----- Data supplied

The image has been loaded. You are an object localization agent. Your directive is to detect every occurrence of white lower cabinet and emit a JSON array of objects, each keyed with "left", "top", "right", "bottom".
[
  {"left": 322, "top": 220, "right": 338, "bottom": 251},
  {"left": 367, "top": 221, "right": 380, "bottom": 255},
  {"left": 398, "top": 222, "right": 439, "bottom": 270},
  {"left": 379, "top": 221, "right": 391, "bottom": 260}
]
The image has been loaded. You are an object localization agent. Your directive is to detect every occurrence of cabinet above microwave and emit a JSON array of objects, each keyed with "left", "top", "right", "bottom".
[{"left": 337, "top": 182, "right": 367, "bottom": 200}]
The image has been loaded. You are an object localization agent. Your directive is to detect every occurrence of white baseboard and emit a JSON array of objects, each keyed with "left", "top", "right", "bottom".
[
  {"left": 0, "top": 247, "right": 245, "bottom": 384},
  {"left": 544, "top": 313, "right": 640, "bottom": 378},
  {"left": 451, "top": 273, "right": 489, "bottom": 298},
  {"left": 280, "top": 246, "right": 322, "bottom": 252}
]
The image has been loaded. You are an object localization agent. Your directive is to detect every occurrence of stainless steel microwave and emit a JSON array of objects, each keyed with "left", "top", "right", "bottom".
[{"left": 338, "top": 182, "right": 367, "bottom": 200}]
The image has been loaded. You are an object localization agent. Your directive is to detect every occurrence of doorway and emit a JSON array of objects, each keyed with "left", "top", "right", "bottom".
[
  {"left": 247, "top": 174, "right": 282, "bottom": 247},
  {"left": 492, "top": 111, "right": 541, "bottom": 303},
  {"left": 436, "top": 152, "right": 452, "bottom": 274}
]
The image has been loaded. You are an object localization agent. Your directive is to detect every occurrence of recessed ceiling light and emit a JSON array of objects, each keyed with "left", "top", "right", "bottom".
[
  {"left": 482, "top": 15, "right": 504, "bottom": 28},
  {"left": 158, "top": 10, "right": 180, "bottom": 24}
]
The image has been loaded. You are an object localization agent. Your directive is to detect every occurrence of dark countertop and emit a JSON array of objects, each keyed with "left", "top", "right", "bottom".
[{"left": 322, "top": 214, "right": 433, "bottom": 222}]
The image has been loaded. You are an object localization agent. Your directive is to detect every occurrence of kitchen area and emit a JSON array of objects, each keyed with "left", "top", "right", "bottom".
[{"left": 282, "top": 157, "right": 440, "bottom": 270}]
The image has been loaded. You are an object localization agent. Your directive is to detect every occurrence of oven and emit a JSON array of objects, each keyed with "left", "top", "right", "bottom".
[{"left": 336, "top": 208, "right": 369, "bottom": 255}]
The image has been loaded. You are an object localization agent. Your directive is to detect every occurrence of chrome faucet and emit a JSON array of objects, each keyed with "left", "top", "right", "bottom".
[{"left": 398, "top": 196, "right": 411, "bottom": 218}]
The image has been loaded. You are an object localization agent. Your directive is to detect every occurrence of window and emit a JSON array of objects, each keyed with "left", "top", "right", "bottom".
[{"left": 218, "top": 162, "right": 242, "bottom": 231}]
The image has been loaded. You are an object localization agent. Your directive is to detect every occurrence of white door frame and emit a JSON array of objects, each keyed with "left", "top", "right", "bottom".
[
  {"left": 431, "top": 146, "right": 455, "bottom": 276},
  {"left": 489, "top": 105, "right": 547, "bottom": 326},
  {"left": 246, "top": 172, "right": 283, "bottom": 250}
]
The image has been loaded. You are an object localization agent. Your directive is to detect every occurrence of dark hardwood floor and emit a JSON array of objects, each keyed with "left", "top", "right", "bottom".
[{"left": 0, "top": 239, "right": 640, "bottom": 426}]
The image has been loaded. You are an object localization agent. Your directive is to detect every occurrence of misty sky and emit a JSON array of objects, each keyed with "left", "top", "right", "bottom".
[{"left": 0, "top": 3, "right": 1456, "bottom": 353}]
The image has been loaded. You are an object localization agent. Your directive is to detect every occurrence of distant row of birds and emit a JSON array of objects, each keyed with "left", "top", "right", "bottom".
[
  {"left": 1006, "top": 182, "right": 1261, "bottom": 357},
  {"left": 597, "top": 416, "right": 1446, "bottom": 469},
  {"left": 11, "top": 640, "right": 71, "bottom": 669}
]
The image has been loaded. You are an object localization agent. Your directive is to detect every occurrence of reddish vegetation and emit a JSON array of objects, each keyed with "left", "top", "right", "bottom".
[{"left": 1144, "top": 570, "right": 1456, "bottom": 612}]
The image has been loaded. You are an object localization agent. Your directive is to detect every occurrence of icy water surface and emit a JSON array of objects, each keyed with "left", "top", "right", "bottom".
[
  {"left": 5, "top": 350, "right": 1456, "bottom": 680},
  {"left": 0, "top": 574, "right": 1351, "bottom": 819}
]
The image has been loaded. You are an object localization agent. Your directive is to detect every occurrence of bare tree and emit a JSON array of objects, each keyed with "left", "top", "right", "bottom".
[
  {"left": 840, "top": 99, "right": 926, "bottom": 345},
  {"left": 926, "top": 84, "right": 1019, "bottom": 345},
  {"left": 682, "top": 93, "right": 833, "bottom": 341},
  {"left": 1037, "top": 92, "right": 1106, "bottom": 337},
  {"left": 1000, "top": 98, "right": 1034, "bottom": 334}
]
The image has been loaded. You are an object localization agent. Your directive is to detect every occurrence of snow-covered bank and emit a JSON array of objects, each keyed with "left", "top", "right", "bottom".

----------

*Stated task*.
Return every line of the records above that contains the word "dark".

*Result of this exercise*.
The image has been loaded. You are an object localization agent. Your directive is to detect every occurrence of dark countertop and emit a JSON array of objects, each keyed with "left", "top", "right", "bottom".
The image has been loaded. You are an object localization agent. Your directive is to detect every occurrence of dark hardwood floor and emit a JSON array of objects, each keyed with "left", "top", "right", "bottom".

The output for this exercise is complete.